**Passage:**
# Standing Seam Transitions



## VTBuilder (Nov 3, 2011)

We have a small standing seam job coming up and it has a transition from an 8/12 (Main house) to a 4/12 (Porch roof) that runs the length of the building. I have seen a few different ways to deal with this transition. One was to have a transition piece that is hemmed on the top edge to receive upper pans and it then bends at the transition and then goes over the lower pans (pound down and screwed). The other way I have seen it done is to slightly cut the profile, a relief cut, allowing the pan to bend at the transition, caulk the cut and move on. I have heard about a third option that involves unbending the profile to straighten the metal in a 90 degree, then bending it to allow for the transition bend and then seaming it back up. Is this possible? Im trying to find a way to make this transition with out cutting the seam or having a vulnerable area at this transition. I would appreciate any ideas or suggestions. Thanks.


----------



## tinner666 (Oct 28, 2008)

Like this? I doubt it can be done. Nobody knows how.


----------



## tinner666 (Oct 28, 2008)

Some more.


----------



## tinner666 (Oct 28, 2008)

There is another way too. Install accessory cleats. I use them all the time.

Box-fold the the panel ends on the porch. Set them in place. When you cleatt he panels, use a 8"-10" cleat. Here are some training shots from my shop. 
You just pop-rivet or screw the head flashing into the cleat. No holes in the panels. No cutting involved when box-folding. (Like a paper airplane)


----------



## tinner666 (Oct 28, 2008)

Here's the finished product and a view from the bottom of the panel. And some box-folding.


----------



## VTBuilder (Nov 3, 2011)

Thanks for the pictures. It seems the first picture you posted is a way of dealing with the transition by bending the profile to allow for the transition bend. Is the bend in the profile like a "z" to allow the pan to bend? I also like the second suggestion about the box bends and transition clips. What do you think would be the best way to deal with this transition in heavy snow climate. We see lots of snow in the winter and the transition spots can hold snow. I am wondering which method is less likely to be affected by snow build up/leaking.

**Stated exercise 1:** Quote the standing seam thread word for word between "Box-fold the the" and "a paper airplane)", inclusive.
The records that follow are unrelated to the standing seam thread above.

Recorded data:
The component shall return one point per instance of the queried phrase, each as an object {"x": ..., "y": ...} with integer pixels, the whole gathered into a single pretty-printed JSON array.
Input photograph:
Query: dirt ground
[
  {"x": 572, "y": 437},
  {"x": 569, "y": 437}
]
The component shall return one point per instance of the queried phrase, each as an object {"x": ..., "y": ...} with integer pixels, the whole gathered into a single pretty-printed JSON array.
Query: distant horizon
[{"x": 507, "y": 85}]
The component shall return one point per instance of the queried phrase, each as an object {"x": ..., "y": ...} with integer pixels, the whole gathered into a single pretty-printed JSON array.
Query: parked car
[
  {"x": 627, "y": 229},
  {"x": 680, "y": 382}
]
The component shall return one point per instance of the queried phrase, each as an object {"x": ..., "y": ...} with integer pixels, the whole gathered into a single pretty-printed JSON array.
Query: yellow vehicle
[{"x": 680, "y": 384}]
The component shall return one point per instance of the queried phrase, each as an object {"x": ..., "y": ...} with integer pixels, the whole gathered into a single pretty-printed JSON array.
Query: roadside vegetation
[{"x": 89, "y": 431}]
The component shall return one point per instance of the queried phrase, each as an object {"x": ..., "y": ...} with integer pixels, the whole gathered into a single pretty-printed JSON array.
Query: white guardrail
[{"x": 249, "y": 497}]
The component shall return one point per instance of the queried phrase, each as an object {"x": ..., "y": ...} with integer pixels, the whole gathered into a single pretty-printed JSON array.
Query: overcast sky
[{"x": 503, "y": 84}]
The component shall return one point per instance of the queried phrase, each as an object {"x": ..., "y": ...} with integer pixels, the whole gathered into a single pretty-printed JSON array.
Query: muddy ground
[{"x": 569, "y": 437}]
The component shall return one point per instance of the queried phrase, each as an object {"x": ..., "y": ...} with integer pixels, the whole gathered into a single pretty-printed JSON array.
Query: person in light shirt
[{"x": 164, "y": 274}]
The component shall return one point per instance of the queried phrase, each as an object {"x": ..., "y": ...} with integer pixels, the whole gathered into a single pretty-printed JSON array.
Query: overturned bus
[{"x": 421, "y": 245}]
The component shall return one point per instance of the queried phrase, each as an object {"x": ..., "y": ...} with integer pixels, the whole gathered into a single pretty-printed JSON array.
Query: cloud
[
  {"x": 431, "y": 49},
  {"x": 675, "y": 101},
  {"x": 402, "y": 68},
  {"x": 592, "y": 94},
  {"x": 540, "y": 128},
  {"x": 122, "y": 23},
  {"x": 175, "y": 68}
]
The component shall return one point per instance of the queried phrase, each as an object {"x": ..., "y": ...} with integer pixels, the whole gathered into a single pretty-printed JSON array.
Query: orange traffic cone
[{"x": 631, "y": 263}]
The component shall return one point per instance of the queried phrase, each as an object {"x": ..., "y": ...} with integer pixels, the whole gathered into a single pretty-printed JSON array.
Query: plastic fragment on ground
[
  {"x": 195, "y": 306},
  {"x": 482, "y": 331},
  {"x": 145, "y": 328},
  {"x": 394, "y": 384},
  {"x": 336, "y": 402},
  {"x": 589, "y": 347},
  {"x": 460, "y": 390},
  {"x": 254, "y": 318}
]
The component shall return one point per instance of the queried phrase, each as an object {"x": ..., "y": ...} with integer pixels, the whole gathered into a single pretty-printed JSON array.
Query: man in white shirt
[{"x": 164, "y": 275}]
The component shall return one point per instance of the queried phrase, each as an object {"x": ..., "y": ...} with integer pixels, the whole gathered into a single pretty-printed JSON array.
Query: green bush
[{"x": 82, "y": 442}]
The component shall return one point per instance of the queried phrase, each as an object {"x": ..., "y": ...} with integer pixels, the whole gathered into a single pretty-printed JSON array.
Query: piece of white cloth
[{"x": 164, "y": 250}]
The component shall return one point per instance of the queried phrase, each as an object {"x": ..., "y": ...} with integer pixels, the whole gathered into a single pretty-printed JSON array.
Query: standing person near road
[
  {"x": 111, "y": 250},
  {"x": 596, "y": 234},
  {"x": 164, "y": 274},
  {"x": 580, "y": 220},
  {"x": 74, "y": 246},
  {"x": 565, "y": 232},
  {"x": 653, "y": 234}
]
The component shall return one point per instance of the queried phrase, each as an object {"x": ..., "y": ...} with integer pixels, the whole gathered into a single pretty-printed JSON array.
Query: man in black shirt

**Stated exercise 2:** How many lines of the records contain the string "person", with case taken into account? Reply with the number only.

**Task result 1:**
Box-fold the the panel ends on the porch. Set them in place. When you cleatt he panels, use a 8"-10" cleat. Here are some training shots from my shop. 
You just pop-rivet or screw the head flashing into the cleat. No holes in the panels. No cutting involved when box-folding. (Like a paper airplane)

**Task result 2:** 2